Records from a dataset ->
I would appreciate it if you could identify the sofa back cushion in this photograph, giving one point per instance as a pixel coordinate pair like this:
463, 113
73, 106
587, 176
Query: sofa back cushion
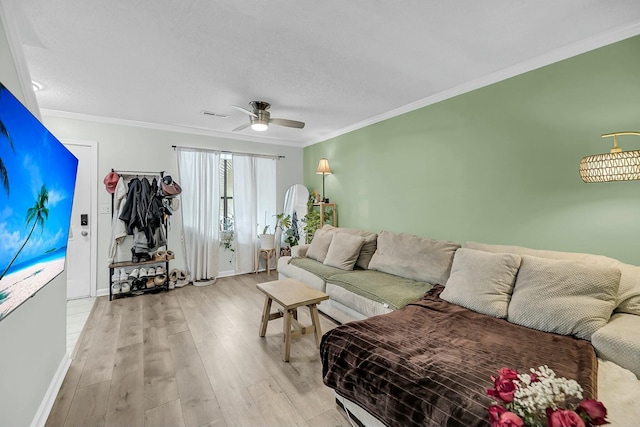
619, 341
343, 251
319, 245
563, 296
628, 298
413, 257
482, 281
368, 247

What you need to do ->
Without the pictures, return each entry exactly as given.

Solved problem ->
I would appreciate it if you could identify the sofa back cushion in this photograph, giving one point per instance as a pixel coordinate pair like this:
463, 113
73, 106
587, 176
Query: sofa back cushion
619, 341
343, 251
319, 245
563, 296
628, 298
413, 257
482, 281
368, 247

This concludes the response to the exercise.